*** Opening of RECORDS SUPPLIED ***

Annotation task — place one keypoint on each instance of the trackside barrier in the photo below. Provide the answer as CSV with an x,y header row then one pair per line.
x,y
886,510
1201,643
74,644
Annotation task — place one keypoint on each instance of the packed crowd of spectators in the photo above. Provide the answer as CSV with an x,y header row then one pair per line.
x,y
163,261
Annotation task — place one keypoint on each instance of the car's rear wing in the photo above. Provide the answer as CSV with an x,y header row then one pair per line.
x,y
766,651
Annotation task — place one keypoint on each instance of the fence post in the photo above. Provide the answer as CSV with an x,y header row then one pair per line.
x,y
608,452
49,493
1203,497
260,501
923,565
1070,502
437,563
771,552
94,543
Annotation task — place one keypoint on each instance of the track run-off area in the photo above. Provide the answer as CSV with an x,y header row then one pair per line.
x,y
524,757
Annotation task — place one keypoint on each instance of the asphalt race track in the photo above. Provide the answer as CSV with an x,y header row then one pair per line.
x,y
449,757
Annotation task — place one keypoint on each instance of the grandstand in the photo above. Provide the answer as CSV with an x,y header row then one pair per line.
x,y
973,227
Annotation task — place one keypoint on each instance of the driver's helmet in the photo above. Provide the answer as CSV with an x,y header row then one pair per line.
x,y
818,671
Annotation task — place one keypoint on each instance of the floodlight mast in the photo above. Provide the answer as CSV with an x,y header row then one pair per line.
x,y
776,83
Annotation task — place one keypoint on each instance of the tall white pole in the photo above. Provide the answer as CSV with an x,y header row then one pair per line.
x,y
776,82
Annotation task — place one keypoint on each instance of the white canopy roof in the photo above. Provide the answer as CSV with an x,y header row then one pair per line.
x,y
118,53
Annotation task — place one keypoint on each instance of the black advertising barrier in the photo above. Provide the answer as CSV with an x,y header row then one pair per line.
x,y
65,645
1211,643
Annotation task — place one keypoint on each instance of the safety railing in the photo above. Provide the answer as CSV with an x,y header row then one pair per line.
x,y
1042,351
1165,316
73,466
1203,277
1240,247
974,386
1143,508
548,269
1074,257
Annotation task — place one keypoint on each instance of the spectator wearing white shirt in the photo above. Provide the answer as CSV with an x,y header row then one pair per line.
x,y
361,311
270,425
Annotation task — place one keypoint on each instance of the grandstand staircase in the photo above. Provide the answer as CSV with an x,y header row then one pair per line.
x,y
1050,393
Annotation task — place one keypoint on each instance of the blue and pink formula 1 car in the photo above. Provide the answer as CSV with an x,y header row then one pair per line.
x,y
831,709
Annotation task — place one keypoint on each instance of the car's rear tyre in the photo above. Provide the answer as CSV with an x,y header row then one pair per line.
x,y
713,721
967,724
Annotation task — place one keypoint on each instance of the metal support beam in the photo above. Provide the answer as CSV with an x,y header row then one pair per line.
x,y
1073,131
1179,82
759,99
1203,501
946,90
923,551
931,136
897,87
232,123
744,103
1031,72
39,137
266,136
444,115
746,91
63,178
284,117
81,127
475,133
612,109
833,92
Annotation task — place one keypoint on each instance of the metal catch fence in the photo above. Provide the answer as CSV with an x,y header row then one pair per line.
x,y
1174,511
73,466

*** Close of RECORDS SUPPLIED ***

WHAT TO DO: Could you give again exactly the lines from the line containing "the metal catch" through the final line of the data above, and no others?

OUTPUT FOR THIS EXERCISE:
Annotation task — place one keypoint on each instance of the metal catch fence in the photo above. Provide the answer as CSV with an x,y header row then one pair per line.
x,y
1174,511
73,466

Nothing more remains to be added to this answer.